======== Provided data ========

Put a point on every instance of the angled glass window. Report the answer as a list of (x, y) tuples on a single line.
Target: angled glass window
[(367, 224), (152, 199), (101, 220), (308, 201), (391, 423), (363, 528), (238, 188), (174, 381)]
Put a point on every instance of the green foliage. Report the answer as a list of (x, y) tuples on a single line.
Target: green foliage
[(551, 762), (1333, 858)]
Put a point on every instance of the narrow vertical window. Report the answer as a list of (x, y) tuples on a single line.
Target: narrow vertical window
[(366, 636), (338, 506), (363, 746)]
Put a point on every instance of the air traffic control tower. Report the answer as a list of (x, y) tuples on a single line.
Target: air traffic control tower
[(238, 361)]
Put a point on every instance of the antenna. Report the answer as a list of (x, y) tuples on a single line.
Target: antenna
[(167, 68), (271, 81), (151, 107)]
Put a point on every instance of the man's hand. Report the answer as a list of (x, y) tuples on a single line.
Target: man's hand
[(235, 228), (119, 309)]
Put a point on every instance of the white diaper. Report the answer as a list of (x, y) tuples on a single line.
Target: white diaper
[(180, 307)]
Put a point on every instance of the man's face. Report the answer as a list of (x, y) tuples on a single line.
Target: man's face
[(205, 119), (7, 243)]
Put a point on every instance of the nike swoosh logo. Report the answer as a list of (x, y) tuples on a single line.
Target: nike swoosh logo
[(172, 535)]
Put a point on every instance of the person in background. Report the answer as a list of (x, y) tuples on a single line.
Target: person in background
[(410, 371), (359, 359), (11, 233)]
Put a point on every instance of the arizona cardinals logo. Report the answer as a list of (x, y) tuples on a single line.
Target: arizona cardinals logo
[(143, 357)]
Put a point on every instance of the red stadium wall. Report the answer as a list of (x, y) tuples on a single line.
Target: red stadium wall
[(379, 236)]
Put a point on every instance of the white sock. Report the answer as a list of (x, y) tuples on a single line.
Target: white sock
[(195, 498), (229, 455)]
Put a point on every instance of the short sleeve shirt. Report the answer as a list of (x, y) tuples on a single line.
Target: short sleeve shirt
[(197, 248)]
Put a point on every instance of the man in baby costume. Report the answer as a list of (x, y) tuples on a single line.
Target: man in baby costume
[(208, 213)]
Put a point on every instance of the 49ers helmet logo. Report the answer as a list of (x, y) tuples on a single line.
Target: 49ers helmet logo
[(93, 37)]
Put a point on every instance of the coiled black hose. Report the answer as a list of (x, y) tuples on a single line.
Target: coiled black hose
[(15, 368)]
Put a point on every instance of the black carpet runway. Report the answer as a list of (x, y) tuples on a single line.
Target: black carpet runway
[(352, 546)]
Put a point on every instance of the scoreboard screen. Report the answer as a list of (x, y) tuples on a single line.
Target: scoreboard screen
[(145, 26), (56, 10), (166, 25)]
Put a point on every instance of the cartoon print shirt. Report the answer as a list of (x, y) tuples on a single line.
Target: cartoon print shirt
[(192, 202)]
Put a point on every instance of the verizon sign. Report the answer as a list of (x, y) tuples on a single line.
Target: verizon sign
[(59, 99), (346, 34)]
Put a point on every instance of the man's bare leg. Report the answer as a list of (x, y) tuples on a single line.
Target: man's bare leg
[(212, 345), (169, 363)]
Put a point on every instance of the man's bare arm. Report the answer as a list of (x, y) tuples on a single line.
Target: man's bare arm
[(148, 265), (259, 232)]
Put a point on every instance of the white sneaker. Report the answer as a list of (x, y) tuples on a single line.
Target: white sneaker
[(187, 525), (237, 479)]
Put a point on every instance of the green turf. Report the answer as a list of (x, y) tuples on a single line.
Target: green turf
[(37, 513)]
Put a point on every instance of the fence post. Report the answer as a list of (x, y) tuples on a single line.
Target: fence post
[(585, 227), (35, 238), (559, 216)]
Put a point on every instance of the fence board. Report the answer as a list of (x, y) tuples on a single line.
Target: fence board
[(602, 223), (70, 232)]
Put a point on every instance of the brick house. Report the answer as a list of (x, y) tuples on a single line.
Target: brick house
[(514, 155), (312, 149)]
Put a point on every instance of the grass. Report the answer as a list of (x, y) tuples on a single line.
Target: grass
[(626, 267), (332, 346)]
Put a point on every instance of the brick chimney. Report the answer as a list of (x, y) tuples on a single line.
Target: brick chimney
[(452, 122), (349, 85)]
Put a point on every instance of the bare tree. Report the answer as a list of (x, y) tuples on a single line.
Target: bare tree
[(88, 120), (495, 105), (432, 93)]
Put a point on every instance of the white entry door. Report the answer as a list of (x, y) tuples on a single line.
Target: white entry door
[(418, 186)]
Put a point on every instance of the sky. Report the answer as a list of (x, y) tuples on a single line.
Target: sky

========

Copy the data above word for word, from the line containing "Put a point on every instance of the short" through the line containing "[(15, 368)]", with both of those lines included.

Put a point on every instance of the short sleeve shirt. Report the answer as a list of (x, y) tuples on a single line.
Target: short sleeve shirt
[(197, 248)]
Put a point on every instance of the man in baby costume. Report the answer as a list of (x, y) tuples on a single line.
Target: man in baby costume
[(208, 213)]
Put a point on every instance of the 49ers helmet logo. Report the answer as a list of (x, y) tuples on a single line.
Target: 49ers helmet logo
[(93, 37)]
Put a point on every instance of the coiled black hose. Report the answer as a list of (x, y) tuples on a single line.
Target: coiled black hose
[(15, 368)]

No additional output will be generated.